Written instruction: Can you gather every line of the records below that contains the word "white"?

(Region annotation records)
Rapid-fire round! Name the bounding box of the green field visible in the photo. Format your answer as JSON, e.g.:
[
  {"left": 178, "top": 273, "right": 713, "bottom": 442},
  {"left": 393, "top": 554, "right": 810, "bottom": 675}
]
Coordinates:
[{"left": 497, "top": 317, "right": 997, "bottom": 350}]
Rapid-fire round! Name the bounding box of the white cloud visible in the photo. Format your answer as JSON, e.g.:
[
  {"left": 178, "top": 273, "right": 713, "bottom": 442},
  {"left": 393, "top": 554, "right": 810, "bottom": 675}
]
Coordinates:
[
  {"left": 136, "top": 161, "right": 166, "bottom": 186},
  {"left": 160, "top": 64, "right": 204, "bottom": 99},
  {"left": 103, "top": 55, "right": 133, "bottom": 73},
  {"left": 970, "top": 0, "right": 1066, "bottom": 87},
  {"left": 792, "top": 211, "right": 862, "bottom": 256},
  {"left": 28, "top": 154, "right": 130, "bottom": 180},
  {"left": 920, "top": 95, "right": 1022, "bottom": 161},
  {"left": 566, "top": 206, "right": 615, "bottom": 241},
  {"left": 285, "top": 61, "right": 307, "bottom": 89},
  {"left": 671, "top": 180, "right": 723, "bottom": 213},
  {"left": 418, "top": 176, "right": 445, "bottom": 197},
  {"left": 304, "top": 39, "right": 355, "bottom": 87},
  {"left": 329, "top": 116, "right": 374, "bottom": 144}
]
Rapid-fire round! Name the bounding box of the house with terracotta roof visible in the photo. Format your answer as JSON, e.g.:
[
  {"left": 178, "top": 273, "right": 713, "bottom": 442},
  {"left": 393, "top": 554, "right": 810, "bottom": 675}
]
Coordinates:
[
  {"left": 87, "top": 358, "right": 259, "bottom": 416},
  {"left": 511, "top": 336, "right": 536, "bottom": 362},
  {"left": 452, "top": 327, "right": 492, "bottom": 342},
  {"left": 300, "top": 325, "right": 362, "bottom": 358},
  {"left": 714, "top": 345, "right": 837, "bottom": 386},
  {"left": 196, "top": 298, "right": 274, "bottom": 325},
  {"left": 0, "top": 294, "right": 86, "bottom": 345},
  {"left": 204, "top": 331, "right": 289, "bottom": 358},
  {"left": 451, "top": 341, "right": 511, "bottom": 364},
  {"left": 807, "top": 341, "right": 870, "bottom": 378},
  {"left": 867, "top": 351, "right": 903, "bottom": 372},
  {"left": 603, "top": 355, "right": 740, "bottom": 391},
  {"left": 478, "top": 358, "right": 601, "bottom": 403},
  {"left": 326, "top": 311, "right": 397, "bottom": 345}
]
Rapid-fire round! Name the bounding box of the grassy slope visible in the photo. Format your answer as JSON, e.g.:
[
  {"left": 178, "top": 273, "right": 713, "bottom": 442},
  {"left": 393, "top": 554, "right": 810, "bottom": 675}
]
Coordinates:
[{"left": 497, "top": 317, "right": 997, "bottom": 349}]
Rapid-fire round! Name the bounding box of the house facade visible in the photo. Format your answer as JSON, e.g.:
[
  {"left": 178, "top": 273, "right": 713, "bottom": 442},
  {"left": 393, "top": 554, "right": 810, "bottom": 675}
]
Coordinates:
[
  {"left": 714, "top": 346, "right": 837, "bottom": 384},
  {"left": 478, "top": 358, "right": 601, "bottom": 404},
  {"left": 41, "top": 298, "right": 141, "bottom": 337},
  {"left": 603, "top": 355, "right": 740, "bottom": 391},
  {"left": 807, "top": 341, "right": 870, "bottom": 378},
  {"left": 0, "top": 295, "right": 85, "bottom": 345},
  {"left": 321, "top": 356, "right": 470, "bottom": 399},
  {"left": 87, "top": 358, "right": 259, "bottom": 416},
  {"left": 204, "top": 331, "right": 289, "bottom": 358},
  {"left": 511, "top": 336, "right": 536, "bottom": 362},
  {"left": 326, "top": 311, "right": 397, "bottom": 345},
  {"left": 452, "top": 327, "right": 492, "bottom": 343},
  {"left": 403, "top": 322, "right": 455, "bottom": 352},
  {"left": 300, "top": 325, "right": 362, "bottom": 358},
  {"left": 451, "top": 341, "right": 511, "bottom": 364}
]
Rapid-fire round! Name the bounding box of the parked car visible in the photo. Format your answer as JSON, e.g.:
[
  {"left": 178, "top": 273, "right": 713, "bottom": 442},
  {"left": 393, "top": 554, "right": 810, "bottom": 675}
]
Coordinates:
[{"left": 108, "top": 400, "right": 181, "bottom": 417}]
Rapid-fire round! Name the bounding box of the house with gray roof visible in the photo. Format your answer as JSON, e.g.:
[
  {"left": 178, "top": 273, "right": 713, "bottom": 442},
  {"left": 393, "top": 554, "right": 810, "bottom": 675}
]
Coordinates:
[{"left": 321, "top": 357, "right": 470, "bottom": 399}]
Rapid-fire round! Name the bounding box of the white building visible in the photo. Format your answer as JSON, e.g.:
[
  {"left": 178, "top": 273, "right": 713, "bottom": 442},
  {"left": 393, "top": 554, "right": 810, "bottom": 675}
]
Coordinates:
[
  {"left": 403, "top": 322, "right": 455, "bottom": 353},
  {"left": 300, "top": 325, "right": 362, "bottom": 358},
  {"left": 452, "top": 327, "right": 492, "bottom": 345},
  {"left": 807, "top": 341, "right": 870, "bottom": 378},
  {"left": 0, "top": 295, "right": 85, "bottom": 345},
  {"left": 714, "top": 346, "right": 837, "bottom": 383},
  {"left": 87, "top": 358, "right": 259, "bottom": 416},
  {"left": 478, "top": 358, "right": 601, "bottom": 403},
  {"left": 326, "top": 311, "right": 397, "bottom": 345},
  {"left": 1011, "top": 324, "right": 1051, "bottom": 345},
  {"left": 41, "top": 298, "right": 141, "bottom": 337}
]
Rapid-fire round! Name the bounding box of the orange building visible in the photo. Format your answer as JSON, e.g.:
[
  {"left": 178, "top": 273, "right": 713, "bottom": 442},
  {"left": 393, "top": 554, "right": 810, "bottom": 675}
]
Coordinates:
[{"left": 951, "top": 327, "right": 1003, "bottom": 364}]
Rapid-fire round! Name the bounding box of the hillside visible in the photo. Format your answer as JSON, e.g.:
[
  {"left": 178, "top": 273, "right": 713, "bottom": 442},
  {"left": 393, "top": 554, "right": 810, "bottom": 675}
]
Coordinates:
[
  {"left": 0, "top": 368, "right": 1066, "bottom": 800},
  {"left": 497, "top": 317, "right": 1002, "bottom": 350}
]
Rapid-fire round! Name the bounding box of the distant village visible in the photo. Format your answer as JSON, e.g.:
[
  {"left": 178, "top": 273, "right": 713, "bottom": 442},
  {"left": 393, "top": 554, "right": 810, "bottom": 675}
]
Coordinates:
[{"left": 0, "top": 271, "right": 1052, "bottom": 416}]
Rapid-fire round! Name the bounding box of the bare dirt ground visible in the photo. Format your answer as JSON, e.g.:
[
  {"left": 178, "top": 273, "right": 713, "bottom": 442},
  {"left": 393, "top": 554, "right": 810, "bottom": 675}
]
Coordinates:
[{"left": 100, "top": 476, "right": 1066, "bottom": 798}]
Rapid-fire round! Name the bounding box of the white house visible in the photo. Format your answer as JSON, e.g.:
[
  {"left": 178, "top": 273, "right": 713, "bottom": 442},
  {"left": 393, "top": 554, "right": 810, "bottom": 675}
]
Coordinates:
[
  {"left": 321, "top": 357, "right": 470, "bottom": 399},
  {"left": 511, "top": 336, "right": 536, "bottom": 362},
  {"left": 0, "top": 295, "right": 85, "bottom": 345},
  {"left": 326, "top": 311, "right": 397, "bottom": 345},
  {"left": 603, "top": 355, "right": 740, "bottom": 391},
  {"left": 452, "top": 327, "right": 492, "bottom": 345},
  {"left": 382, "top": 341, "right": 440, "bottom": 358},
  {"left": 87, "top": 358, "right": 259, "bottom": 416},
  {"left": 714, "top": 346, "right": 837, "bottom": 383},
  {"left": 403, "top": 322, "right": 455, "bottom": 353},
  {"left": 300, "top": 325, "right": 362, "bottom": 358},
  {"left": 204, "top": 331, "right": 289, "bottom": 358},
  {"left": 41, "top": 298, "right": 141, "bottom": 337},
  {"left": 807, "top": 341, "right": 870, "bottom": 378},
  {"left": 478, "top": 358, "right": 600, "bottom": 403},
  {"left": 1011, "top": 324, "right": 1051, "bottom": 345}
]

Output below:
Rapid-fire round! Name the bounding box of the white cloud visible in the photo. Format your answer as JSON, e.g.:
Rapid-fire round! Name the bounding box of the white building visible in the photo. Format your answer as JSON, e.g.:
Rapid-fire round! Name the bounding box of the white house visible in the photo. Format your answer as JSON, e.g.:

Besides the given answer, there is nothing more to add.